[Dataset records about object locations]
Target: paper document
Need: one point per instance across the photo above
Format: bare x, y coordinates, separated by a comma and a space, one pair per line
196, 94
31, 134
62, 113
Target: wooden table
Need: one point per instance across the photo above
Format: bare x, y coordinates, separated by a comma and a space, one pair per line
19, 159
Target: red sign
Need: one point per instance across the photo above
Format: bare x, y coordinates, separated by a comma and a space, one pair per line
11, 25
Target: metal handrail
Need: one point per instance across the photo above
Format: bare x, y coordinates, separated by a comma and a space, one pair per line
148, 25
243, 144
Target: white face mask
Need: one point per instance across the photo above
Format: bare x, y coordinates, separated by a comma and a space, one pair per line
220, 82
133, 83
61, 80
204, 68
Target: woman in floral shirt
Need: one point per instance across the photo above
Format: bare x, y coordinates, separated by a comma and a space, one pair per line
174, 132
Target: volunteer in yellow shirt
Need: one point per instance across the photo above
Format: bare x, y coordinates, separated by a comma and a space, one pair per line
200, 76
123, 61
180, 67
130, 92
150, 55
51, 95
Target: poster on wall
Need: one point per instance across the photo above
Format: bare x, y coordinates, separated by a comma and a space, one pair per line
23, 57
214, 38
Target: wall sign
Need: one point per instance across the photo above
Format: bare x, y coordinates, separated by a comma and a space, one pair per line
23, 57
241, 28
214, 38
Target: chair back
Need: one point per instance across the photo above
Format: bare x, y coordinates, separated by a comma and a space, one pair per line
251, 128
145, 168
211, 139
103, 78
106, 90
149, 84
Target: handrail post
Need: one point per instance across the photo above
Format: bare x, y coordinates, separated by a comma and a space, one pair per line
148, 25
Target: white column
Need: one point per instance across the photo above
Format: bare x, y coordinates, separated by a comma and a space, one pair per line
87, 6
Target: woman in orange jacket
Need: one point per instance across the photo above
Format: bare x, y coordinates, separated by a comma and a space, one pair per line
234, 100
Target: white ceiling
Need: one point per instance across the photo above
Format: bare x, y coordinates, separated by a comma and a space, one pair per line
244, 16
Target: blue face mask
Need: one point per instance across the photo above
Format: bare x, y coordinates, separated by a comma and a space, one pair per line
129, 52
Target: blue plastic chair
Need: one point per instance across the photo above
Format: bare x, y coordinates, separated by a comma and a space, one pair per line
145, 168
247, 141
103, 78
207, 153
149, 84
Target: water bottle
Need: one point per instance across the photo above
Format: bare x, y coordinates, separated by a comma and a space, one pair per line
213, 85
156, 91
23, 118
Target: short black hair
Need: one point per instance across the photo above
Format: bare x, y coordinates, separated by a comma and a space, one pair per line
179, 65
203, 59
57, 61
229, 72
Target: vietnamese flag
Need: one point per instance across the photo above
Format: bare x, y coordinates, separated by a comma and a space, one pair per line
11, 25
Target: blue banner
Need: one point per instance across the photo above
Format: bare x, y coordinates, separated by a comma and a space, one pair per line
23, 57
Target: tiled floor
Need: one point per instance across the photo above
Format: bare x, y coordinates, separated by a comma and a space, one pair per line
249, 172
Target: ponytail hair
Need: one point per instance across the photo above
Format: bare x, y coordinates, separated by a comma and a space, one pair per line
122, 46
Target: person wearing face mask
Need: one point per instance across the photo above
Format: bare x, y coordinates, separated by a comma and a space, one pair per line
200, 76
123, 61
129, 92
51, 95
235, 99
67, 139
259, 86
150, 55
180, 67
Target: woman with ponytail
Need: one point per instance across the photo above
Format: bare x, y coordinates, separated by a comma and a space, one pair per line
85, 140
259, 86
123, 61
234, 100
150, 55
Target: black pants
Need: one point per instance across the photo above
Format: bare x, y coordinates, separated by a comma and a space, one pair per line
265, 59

_EXERCISE OBJECTIVE_
All of the records must be repeated exactly.

_RESULT_
Target: paper document
Need: one point per instance across the photo above
Format: bare x, y coordinates, separated by a comma and a space, one pair per line
196, 94
31, 134
62, 113
Target: wooden table
Need: one point per instance across the photo above
Format: bare x, y coordinates, separated by a comma and a space, one pair per line
19, 159
Target: red sign
Need: one point per instance across the photo above
Format: bare x, y coordinates, separated by a comma and a space, one pair per line
11, 25
Target: metal handrail
Need: one point per instance across the photo above
Format: bare x, y coordinates, separated by a comma and a space, one pair per line
148, 25
243, 144
Target: white face mask
Need: one point per instance across the photo above
Format: bare x, y coordinates, separated by a comma and a space, one pair per line
220, 82
133, 83
61, 80
204, 68
Target: woman in floral shirt
Need: one point per instance across the photo above
Format: bare x, y coordinates, separated by a comma and a space, one pair per line
174, 132
Target: volunteer in yellow shirt
Need: one point per instance across the photo above
Format: bare x, y coordinates, separated by a comma and a space, one pair per line
200, 76
123, 61
180, 67
130, 92
150, 55
51, 95
Target: poster on wall
Need: one point per instance across the photo above
Format: bare x, y coordinates, separated by a comma and a space, one pair per line
23, 57
214, 38
Target: wall sign
Need: one point per instance across the photo above
Format: bare x, y coordinates, separated by a comma and a space, one pair per line
23, 57
241, 28
214, 38
Target: chair back
Need: one point per instance across the photo above
Format: bare x, y coordinates, separated by a comma and a space, one pair per line
251, 128
145, 168
211, 139
103, 78
106, 90
149, 84
Target: handrail post
Need: one point per instance across the photo above
Format: bare x, y coordinates, separated by a comma and a space, one pair per line
148, 25
Target: white column
Need: one point per instance across the photo above
Format: bare x, y coordinates, separated by a comma and a space, one pair per line
87, 6
Target: woman in orange jacket
Need: one point per instance across the photo above
Format: bare x, y coordinates, separated by a comma and a space, one pair per line
234, 100
Target: white ceiling
Need: one point per instance across the photo above
Format: bare x, y coordinates, separated by a comma and a space, one pair per line
244, 16
Target: blue face mask
Need: one point per instance across the photo above
Format: bare x, y coordinates, separated by a comma and a space, one pair per line
129, 52
Target: blue plastic chair
Need: one point per instance across the photo above
Format: bare x, y coordinates, separated by a comma and a space, one pair per line
145, 168
247, 141
103, 78
207, 153
149, 84
Target: water bottle
Need: one point per instance across the photo above
Format: bare x, y coordinates, separated by a comma and a space, one pair per line
213, 85
156, 91
23, 118
Target: short black hair
Need: one point per instance across the photo above
Format: bare x, y coordinates, separated by a comma and a space, one pair per line
179, 65
203, 59
57, 61
229, 72
Target: vietnamese flag
Need: one point per instance across the photo above
Format: bare x, y coordinates, separated by a comma and a space, one pair per line
11, 25
Target: blue banner
Need: one point per instance across the photo above
Format: bare x, y coordinates, separated by a comma and a space, one pair per line
23, 57
Target: tiled floor
Need: one point per instance across the photo above
Format: bare x, y coordinates, separated by a comma and a space, one pair per line
249, 172
Target: ponytail hair
Need: one point per instance across the photo above
Format: bare x, y coordinates, separated by a comma and a space, one pair per line
122, 46
Target: person wearing face mask
Need: one point per instance across the photo above
Format: bare x, y coordinates, separated by a comma and a space, one pair per line
200, 76
123, 61
129, 92
51, 95
235, 99
67, 139
259, 86
150, 55
180, 67
Target: woman with ponytail
Need: one point per instance across the photo above
Format: bare x, y coordinates, separated by a comma and a space, one pair per line
85, 140
259, 86
123, 61
234, 100
150, 55
Target: black pants
Need: one point per instance across the photo above
Format: bare x, y coordinates, separated by a comma and a space, one pair per line
265, 59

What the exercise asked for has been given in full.